**Texto:**
Lucio Vicente López. Historiador, escritor, político. Se batió a duelo con el Coronel Carlos Sarmiento, en diciembre de 1894, luego de haber denunciado al militar por la compra-venta fraudulenta de tierras en la Provincia de Buenos aires de la cual el nieto del autor del himno nacional, era interventor. Murió en su casa por las heridas de las balas de Sarmiento, que nunca pagó por el crimen. Su sepulcro en el cementerio de la Recoleta, lleva una estatua femenina del gran escultor francés Jean-Alexandre-Joseph Falguière , premio de Roma 1859, discípulo de Albert-Ernest Carrier-Belleuse y maestro a su vez, de Emile Antoine Bourdelle.
Juan Alberto Lartigau. Secretario del Comisario Ramón Falcón, sufrió el atentado que el anarquista Simón Radowiztky ejecutó en Callao y Quintana el 4 de noviembre de 1909. Ambos murieron horas después. Su mausoleo en Recoleta es obra de tres destacadísimos profesionales galos: los arquitectos Eugene Gantner y Albert Desiré Guilbert (autores del Pasaje Roverano, la aseguradora La Sud América) y del escultor Emile Peynot, premio de Roma de l´ Ecole des Beaux Arts 1880.

**Filas disponibles:**
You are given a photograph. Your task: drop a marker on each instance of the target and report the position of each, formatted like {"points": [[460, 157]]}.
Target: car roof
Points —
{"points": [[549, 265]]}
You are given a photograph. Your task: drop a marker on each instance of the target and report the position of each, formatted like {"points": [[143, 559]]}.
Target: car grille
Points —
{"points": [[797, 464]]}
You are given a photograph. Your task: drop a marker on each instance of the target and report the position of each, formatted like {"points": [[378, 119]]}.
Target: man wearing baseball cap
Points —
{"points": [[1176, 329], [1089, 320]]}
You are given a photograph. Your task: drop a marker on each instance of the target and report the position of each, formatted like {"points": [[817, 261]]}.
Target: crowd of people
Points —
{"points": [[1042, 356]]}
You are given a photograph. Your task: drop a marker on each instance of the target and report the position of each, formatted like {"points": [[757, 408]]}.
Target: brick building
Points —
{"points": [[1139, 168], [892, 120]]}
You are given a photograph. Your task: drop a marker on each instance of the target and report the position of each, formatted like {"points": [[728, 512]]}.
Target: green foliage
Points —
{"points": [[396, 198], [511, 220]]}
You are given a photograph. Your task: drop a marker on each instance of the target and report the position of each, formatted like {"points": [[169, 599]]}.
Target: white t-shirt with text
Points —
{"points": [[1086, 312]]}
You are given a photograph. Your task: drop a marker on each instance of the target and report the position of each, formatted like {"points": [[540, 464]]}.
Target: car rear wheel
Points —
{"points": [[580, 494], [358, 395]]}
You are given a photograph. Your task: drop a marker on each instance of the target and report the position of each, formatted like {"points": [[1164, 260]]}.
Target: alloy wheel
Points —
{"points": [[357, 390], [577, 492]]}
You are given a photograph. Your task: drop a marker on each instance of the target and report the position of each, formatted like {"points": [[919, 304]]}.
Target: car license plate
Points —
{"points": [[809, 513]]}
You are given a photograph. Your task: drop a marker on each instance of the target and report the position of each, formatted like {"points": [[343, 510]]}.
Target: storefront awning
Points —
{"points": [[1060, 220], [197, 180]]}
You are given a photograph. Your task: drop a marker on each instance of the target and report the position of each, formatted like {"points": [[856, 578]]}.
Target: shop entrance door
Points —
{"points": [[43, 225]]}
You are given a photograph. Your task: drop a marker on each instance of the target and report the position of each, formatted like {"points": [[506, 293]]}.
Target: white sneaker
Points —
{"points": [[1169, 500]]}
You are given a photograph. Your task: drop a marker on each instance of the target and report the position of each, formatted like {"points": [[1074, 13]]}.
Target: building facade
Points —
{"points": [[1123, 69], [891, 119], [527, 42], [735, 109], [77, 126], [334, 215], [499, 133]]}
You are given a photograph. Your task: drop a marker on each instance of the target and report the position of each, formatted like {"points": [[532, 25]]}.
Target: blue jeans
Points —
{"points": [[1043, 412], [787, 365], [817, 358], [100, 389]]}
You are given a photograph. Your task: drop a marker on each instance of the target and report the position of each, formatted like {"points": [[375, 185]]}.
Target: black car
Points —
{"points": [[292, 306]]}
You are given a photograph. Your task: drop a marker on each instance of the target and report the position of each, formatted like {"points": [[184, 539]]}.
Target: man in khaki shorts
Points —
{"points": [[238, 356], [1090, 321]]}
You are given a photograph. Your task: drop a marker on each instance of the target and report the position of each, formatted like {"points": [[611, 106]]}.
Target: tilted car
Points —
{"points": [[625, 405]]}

**Objetivo del ejercicio:** Di si cada afirmación concuerda con el texto sobre los sepulcros de la Recoleta, citando tal cual las palabras que lo deciden. 1. Lucio Vicente López murió en su casa. 2. El Coronel Carlos Sarmiento fue castigado por la muerte de López. 3. Lartigau sufrió el atentado en 1909.

**Resultado del ejercicio:**
1. Sí: «Murió en su casa por las heridas de las balas de Sarmiento».
2. No: «que nunca pagó por el crimen».
3. Sí: «el 4 de noviembre de 1909».